If the interrogatories and cross-interrogatories are submitted to the court, objections on any ground known at the time may be made and passed upon at that time. But see 131a as to objections at the trial. A wider latitude than usual should be allowed as to leading questions.

c. Sending out interrogatories. All interrogatories are entered upon the prescribed form as indicated by the notes and instructions thereon. According to circumstances, and having regard to economy, promptness, and the proper taking of the deposition, the trial judge advocate may send the interrogatories to the commanding officer of the military station nearest the witness; to a responsible person, preferably one competent to administer oaths; to the commander of an Army, department, or other comparable command; to the witness himself; or to The Adjutant General. According to circumstances the interrogatories will be accompanied by such of the following as are advisable or necessary: a proper explanatory letter, an addressed return penalty envelope, subpoenas in duplicate, voucher for fees and mileage.

The return penalty envelope should be addressed to the trial judge advocate of the court and not to the officer by name. The subpoenas will, and the voucher will not, be signed; but both subpoenas and voucher will be completed to the extent permitted by the known facts, and the latter will be accompanied by the required number of copies of the orders appointing the court.

d. Action by officer receiving interrogatories. When interrogatories are received by a military officer, he will take appropriate action with a view to the prompt and economical taking of the

deposition by a competent person, the sending of the deposition to the trial judge advocate (addressed by office, not by name), and the payment of the necessary fees. Subject to limitations on his authority, he may, for example, send a suitable person to the residence of the witness; or arrange by mail or otherwise for the taking of the depositions; or, in the case of a civilian witness, subpoena him or arrange for his attendance without subpoena.

In the event that the deposition can not be taken promptly upon receipt of the interrogatories, the officer receiving the interrogatories will take immediate steps to advise the officer who requested the deposition of the delay and of the approximate date that the deposition will be taken. In all cases the taking of the deposition will be expedited.

e. Suggestions for person taking deposition. Before a witness gives his answers to the interrogatories they should be read and, if necessary, explained to him, or he should be permitted to read them over in order that his answers may be clear, full, and to the point. The person taking the deposition should not advise the witness how he should answer, but he should endeavor to see that the witness understands the questions and what is desired to be brought out by them and that his answers are clear, full, and to the point.

The person taking the deposition shall administer the oath to the witness, and interpreter, if any (see 47 and A. W. 19), and in the presence of the witness shall record or cause to be recorded the testimony of the witness. Objections made at the time of the examination shall be noted upon the deposition. Evidence objected to shall be taken and recorded subject to the objections.

• _Exercise requirements_:
(a) In the deposition passage, to whom should the return penalty envelope be addressed?
(b) Continue the deposition passage from where it stops.

• _Excerpts of location labeling data_:
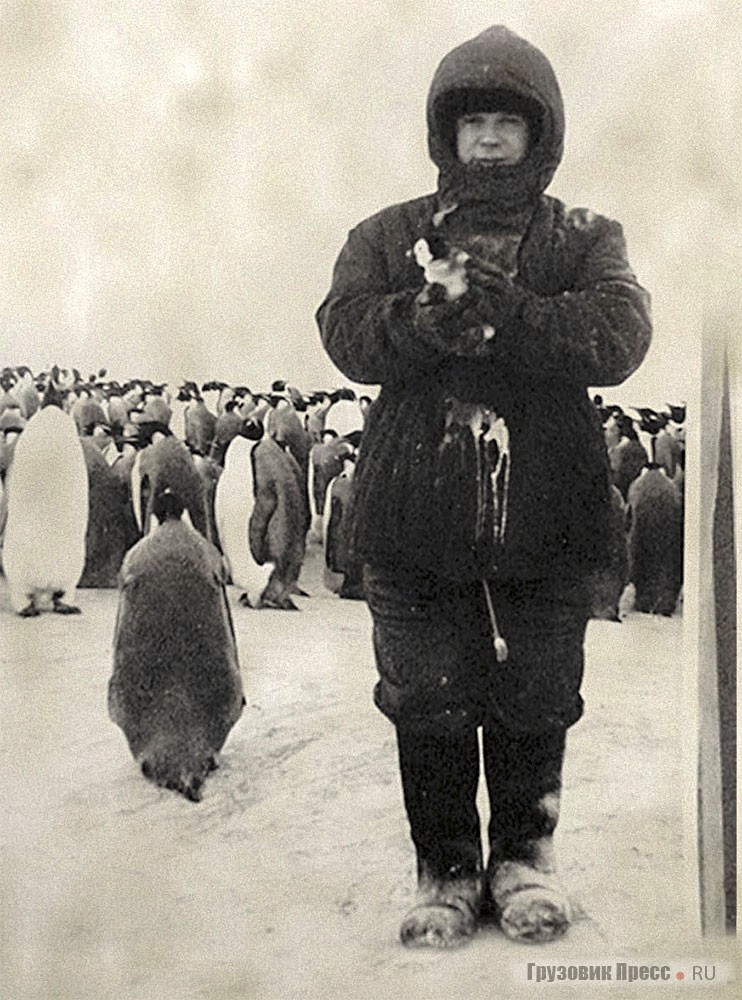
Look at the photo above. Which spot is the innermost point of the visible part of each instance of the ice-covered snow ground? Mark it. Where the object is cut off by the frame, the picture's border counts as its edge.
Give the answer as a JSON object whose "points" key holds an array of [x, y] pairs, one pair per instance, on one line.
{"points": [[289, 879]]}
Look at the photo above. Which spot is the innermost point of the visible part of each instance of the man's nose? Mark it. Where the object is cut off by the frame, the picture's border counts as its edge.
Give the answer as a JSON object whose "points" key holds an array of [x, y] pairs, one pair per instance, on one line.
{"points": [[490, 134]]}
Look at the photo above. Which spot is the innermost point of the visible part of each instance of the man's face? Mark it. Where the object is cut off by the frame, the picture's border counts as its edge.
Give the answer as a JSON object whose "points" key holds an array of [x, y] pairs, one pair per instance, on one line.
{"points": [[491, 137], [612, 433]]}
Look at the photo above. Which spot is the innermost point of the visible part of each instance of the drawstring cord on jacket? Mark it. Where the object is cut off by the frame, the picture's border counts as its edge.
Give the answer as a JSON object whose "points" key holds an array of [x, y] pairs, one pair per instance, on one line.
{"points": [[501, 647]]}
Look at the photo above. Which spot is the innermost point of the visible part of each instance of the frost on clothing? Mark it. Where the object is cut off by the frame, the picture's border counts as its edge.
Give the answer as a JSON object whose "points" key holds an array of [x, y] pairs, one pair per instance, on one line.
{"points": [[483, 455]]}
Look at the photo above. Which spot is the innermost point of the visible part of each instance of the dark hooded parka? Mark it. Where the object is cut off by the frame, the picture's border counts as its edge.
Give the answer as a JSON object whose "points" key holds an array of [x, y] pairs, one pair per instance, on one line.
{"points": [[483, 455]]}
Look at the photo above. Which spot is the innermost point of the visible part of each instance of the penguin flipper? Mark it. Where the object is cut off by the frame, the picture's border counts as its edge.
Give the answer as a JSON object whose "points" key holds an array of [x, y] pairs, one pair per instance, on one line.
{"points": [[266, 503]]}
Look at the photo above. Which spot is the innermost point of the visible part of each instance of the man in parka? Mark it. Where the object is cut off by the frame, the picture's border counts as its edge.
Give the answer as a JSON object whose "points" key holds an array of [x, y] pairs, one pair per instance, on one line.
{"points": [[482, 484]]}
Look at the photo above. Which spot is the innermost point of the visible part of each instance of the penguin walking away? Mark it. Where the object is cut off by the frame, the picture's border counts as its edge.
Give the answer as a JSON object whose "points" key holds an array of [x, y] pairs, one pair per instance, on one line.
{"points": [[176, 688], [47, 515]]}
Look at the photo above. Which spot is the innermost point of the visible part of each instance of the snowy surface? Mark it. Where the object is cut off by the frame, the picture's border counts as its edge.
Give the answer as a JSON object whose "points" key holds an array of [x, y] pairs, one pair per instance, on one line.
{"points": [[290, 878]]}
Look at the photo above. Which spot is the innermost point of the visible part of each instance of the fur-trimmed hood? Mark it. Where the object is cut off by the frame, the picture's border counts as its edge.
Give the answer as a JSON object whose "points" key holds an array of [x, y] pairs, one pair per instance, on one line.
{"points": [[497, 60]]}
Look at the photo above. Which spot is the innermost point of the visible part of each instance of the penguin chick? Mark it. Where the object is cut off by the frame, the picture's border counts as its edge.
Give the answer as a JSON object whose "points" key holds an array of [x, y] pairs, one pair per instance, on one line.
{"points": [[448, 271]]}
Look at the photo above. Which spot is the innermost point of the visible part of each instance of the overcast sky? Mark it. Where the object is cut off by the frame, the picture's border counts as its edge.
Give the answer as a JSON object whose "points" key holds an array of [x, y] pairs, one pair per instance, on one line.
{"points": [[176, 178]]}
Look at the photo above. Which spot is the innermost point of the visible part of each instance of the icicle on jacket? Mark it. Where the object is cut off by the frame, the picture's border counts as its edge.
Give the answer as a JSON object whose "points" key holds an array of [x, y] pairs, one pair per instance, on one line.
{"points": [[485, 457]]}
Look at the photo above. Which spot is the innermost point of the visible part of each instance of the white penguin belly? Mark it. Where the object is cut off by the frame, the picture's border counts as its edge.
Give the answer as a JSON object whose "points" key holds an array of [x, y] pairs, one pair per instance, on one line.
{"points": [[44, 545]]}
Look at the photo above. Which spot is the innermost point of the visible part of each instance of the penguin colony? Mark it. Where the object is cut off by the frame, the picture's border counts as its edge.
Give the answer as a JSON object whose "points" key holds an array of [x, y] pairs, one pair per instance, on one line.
---
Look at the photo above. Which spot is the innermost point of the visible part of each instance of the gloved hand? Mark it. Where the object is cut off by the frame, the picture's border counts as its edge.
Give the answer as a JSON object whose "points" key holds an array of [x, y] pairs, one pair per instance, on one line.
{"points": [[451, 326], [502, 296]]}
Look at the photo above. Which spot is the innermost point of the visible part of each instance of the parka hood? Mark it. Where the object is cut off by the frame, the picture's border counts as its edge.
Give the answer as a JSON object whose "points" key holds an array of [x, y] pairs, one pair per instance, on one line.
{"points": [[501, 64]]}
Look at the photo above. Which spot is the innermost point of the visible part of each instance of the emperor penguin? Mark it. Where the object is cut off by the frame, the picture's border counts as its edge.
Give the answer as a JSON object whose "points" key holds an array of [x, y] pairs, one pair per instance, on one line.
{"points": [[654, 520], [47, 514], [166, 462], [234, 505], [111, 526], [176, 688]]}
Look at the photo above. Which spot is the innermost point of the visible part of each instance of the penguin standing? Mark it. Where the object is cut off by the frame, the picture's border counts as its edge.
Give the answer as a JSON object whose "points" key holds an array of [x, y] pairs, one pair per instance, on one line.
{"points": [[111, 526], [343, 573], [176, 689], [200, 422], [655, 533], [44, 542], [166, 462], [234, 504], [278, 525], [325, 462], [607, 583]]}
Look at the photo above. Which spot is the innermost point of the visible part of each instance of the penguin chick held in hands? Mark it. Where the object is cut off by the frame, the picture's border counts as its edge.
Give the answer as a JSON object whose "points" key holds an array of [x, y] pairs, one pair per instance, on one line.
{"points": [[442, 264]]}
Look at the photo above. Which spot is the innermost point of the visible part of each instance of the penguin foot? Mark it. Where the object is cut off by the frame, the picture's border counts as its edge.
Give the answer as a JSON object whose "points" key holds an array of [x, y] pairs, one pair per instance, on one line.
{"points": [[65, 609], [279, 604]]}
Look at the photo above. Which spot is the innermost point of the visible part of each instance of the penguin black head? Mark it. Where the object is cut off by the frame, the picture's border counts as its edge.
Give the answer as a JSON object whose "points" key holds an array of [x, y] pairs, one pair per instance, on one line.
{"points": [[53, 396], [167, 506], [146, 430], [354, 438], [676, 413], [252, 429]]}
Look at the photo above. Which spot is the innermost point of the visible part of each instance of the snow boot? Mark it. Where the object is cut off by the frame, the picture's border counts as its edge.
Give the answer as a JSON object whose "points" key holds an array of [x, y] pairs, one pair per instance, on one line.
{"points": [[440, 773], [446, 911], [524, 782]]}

• _Answers for the tasks_:
(a) To the trial judge advocate of the court, not to the officer by name.

(b)
When the testimony is fully transcribed the deposition will ordinarily be submitted to the witness for examination or read to him. Any changes in form or substance which the witness desires to make shall be entered by the person taking the deposition. The deposition will then be signed by the witness, unless the witness is ill or cannot be found or refuses to sign. If the deposition is not signed by the witness, the person taking the deposition will state the reason for the omission of the signature over his own signature. The certiflcate of the person taking the deposition will then be executed. See Appendix 14.

If a military officer takes a deposition, he will ordinarily complete and certify the voucher. When a deposition is taken by a civil officer, he should, if so requested, obtain and furnish with the return of the deposition the data necessary for the completion of the witness voucher.

f. Action on receipt of deposition. Upon receipt of the deposition the trial judge advocate will advise the accused or his counsel of that fact and will give them an opportunity to examine the deposition before the trial.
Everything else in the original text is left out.